Given data >>
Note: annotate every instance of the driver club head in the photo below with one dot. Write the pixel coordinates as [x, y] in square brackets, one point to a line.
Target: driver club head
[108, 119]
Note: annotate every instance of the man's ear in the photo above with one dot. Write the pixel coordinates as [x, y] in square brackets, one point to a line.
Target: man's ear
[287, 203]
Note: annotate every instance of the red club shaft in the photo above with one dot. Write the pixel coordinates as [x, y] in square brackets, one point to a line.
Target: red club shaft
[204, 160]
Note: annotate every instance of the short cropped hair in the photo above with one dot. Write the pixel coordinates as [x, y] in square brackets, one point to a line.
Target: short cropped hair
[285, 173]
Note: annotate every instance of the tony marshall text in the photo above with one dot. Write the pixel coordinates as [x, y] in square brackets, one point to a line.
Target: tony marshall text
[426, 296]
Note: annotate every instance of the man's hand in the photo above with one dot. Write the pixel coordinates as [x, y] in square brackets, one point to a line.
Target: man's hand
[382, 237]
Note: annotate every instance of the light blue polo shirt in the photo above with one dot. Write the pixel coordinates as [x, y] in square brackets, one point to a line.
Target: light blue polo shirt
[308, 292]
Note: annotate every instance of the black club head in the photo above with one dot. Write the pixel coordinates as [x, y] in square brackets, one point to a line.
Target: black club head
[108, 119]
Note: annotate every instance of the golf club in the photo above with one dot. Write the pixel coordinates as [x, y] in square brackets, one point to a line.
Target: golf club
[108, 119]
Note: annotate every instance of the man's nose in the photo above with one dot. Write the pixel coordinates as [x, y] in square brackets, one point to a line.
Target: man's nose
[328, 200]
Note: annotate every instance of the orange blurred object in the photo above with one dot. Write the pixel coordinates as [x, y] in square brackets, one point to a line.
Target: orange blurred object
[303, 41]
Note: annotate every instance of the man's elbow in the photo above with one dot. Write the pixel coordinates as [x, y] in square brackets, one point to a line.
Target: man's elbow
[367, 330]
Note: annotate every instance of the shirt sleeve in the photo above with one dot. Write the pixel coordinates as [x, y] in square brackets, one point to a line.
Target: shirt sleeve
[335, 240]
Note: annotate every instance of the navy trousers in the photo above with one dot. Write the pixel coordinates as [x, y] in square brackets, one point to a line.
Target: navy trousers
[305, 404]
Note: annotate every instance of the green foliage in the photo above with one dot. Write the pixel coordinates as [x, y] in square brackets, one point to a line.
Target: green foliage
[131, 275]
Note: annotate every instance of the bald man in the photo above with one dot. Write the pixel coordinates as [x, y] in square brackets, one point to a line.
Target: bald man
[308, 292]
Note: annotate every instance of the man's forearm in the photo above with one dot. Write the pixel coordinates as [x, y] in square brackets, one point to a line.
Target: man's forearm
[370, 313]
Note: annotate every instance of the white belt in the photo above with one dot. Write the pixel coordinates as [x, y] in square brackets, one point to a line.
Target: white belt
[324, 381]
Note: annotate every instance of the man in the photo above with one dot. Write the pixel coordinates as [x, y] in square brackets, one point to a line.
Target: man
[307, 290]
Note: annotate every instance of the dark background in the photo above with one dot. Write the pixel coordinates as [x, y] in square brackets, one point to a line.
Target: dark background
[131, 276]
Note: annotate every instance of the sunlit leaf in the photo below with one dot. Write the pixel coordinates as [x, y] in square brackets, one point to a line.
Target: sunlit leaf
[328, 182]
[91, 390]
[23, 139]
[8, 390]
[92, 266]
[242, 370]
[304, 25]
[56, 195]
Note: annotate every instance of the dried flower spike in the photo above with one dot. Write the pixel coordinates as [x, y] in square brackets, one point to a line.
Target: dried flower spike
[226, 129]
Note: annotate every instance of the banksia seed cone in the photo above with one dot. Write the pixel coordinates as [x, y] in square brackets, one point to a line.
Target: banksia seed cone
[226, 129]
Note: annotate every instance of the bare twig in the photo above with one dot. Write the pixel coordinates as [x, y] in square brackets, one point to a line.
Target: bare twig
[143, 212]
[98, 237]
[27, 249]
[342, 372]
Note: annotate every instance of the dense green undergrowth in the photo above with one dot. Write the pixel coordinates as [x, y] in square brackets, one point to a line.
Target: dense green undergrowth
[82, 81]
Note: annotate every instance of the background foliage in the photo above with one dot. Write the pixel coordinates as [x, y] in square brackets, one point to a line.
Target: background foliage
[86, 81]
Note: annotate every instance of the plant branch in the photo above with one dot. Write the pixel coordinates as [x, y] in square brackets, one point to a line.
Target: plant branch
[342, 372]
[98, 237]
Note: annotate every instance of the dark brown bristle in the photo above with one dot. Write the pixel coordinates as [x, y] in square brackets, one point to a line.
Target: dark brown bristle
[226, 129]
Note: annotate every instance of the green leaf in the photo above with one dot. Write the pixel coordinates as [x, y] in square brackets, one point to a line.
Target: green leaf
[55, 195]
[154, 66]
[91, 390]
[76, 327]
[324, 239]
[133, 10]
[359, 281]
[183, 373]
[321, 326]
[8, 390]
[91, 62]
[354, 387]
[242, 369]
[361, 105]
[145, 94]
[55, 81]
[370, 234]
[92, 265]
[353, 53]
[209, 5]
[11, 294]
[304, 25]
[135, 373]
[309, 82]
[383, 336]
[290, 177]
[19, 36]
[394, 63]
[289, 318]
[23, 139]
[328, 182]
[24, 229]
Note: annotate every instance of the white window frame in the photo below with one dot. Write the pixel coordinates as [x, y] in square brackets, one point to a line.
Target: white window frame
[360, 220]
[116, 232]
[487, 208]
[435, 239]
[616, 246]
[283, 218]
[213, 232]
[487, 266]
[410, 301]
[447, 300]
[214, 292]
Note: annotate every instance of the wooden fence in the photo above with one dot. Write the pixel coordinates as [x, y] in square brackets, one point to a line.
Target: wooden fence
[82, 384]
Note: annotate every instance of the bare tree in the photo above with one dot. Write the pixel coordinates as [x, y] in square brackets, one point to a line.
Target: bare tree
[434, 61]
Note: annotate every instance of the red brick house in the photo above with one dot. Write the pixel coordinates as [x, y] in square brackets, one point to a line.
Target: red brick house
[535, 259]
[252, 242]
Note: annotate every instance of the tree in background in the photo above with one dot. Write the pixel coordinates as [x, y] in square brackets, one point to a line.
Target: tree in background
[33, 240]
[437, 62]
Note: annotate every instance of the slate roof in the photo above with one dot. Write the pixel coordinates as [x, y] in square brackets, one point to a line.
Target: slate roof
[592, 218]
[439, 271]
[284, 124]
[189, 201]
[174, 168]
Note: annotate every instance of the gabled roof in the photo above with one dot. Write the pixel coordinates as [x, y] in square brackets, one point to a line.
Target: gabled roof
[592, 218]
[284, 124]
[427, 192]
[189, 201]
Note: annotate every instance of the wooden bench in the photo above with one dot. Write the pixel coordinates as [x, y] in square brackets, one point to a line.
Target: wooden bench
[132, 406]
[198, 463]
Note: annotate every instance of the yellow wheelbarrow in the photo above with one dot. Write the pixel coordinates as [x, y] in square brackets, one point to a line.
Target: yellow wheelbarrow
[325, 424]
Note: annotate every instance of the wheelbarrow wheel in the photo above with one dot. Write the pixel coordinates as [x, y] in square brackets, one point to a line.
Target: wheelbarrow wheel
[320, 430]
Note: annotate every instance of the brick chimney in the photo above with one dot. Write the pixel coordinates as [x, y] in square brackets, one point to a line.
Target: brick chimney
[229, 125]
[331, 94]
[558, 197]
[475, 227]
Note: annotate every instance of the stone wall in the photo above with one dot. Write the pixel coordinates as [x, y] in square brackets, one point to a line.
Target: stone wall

What you are asked to do >>
Output the data in full, exactly as it stands.

Exercise result >>
Note: annotate every instance of the driver club head in the photo below with one dot. Write the pixel coordinates as [x, y] in square brackets, one point to a line.
Target: driver club head
[108, 119]
Note: annotate every instance of the man's ear in the photo above with one dot. Write the pixel coordinates as [x, y] in square brackets, one point to a line.
Target: man's ear
[287, 203]
Note: annotate every instance of the red club shaft in the photo above with one dot. Write the pixel coordinates as [x, y] in square brackets, one point to a line.
Target: red club shaft
[204, 160]
Note: annotate every instance of the short cropped hair in the photo above with one dot. Write the pixel coordinates as [x, y] in square brackets, one point to a line.
Target: short cropped hair
[285, 173]
Note: annotate every instance of the tony marshall text in the photo above with one dot. Write the pixel coordinates as [x, y] in square brackets, one point to a line.
Target: tony marshall text
[426, 296]
Note: annotate every instance of the man's hand in the photo above with one dot. Write the pixel coordinates as [x, y] in square brackets, one point to a line.
Target: man's hand
[382, 237]
Note: annotate every instance of the light blue polo shirt in the photo above with one dot. Write the pixel coordinates as [x, y] in square brackets, one point to a line.
Target: light blue polo shirt
[308, 292]
Note: annotate every instance of the black club head in the photo above with one dot. Write the pixel coordinates as [x, y] in square brackets, one point to a line.
Target: black club head
[108, 119]
Note: annotate every instance of the golf club in the photo above with one dot. Write the pixel coordinates as [x, y] in square brackets, one point to a line.
Target: golf club
[108, 119]
Note: annotate every instance of the man's nose in the photo above with one dot. Write the pixel coordinates as [x, y] in square brackets, one point to a line.
Target: man's nose
[328, 200]
Note: annotate every instance of the orange blurred object in the photo above with one dot. Write the pixel coordinates as [x, y] in square brackets, one point to a line.
Target: orange blurred object
[303, 41]
Note: annotate every instance of the man's elbow in the photo above with one dot. Write the pixel coordinates as [x, y] in square brackets, one point to a line.
Target: man's elbow
[367, 330]
Note: annotate every instance of the shirt sleeve in the photo above with one dot. Write the pixel coordinates as [x, y] in square brackets, one point to a line.
Target: shirt sleeve
[335, 240]
Note: annotate every instance of the navy trousers in the photo above with one dot. Write the pixel coordinates as [x, y] in square brackets, one point to a line.
Target: navy trousers
[305, 404]
Note: annotate every instance of the green foliage in the photo above with one dot. Write the pixel coordinates as [x, y] in square brackets, one point to a line.
Target: green foliage
[131, 275]
Note: annotate every instance of the bald man in the photo above with one dot. Write the pixel coordinates as [x, y] in square brackets, one point to a line.
Target: bald man
[308, 292]
Note: annotate every instance of the man's forearm in the photo above with one dot. Write the pixel coordinates as [x, y] in square brackets, one point to a line.
Target: man's forearm
[370, 313]
Note: annotate every instance of the white belt in the photo above with one dot. Write the pixel coordinates as [x, y] in square brackets, one point to a line.
Target: white belt
[324, 381]
Note: annotate every instance of the man in the photo above with one dot. Write the pixel coordinates as [x, y] in square brackets, one point to a line.
Target: man
[307, 290]
Note: annotate every instance of the dark background in the photo above with one dot. Write the pixel coordinates as [x, y] in square brackets, one point to a line.
Target: dark background
[131, 276]
Note: annotate every instance of the sunlit leaf in the photo below with one dot. Write the pixel coordinates as [x, y] in square brackets, one point to a line.
Target: sunlit leaf
[328, 182]
[91, 390]
[23, 139]
[8, 390]
[92, 266]
[242, 370]
[304, 25]
[56, 195]
Note: annotate every instance of the dried flower spike in the photo above with one dot. Write the pixel coordinates as [x, y] in square brackets, one point to a line.
Target: dried flower spike
[226, 129]
Note: annotate every instance of the banksia seed cone in the photo above with one dot. Write the pixel coordinates as [x, y] in square brackets, one point to a line.
Target: banksia seed cone
[226, 129]
Note: annotate every instance of the bare twig in the photo above with one dot. Write the pixel coordinates as [x, y] in square brackets, one point to a line.
Target: bare twig
[143, 212]
[98, 237]
[27, 249]
[342, 372]
Note: annotate every instance of the dense green undergrowth in the photo above with one dot. Write the pixel coordinates as [x, y] in square brackets, one point to a line.
Target: dense green undergrowth
[82, 81]
Note: annotate every instance of the background foliage in the photo above with one dot. Write the pixel coordinates as [x, y] in square brackets, one point to a line.
Target: background foliage
[86, 81]
Note: annotate every instance of the plant branch in the photo above with one dot. Write the pixel coordinates as [x, y] in square brackets, one point to a line.
Target: plant branch
[342, 372]
[98, 237]
Note: annotate every instance of the dark brown bristle in the photo above with one dot. Write the pixel coordinates as [x, y] in square brackets, one point to a line.
Target: dark brown bristle
[226, 129]
Note: annotate every instance of the green leaf in the photo above with one dot. Write the pixel coordinates as [x, y] in square brackets, one point to a line.
Target: green leaf
[55, 195]
[154, 66]
[91, 390]
[76, 327]
[324, 239]
[133, 10]
[359, 281]
[183, 373]
[321, 326]
[8, 390]
[91, 62]
[354, 387]
[242, 369]
[361, 105]
[145, 94]
[55, 81]
[370, 234]
[92, 265]
[353, 53]
[209, 5]
[11, 294]
[304, 25]
[135, 373]
[309, 82]
[383, 336]
[290, 177]
[19, 36]
[394, 63]
[289, 318]
[23, 139]
[328, 182]
[24, 229]
Note: annotate every instance of the white window frame in the photo below with one dot. Write the pixel coordinates as [x, y] in square brackets, one point to a line.
Target: white window frame
[360, 220]
[116, 232]
[487, 208]
[435, 239]
[616, 246]
[283, 218]
[213, 232]
[487, 266]
[410, 301]
[447, 300]
[214, 292]
Note: annotate every instance of the wooden fence in the photo above with one dot. Write the pixel coordinates as [x, y] in square brackets, one point to a line.
Target: wooden fence
[82, 384]
Note: annotate every instance of the bare tree in the photo above with one dot. Write the pixel coordinates as [x, y] in square brackets, one point to a line.
Target: bare tree
[434, 61]
Note: annotate every instance of the red brick house in the photo above with one dot. Write the pixel coordinates as [x, y] in square brackets, one point to a line.
Target: red brick house
[535, 259]
[252, 242]
Note: annotate every instance of the tree in background in the photo above with one dot. Write the pixel coordinates as [x, y] in square brackets, one point to a line.
Target: tree in background
[33, 240]
[437, 62]
Note: annotate every instance of the slate roof in the photo above with one dot. Write the pixel coordinates as [x, y] in square brackets, one point to a line.
Target: slate roof
[592, 218]
[439, 271]
[284, 124]
[189, 201]
[174, 168]
Note: annotate every instance of the gabled roof in the photo above with one dot. Write the pixel coordinates as [x, y] in square brackets, one point to a line.
Target: gabled roof
[592, 218]
[284, 124]
[427, 192]
[189, 201]
Note: annotate every instance of the wooden bench in the photo above with one dot. Write the pixel coordinates as [x, y] in square brackets, one point to a line.
Target: wooden bench
[132, 406]
[198, 463]
Note: annotate every instance of the yellow wheelbarrow in the photo above with one dot. Write the pixel coordinates as [x, y] in square brackets, one point to a line.
Target: yellow wheelbarrow
[325, 424]
Note: annotate every instance of the wheelbarrow wheel in the photo above with one dot. Write the pixel coordinates as [x, y] in square brackets, one point to a line.
Target: wheelbarrow wheel
[320, 430]
Note: annotate every instance of the brick chimney in the photo above with one dot. Write the pixel coordinates as [x, y] in square brackets, one point to a line.
Target: brick chimney
[229, 125]
[331, 94]
[558, 197]
[475, 227]
Note: annotate every instance of the stone wall in the photo above with one dot. Write the pixel coordinates as [x, y] in square brackets, one point to a line.
Target: stone wall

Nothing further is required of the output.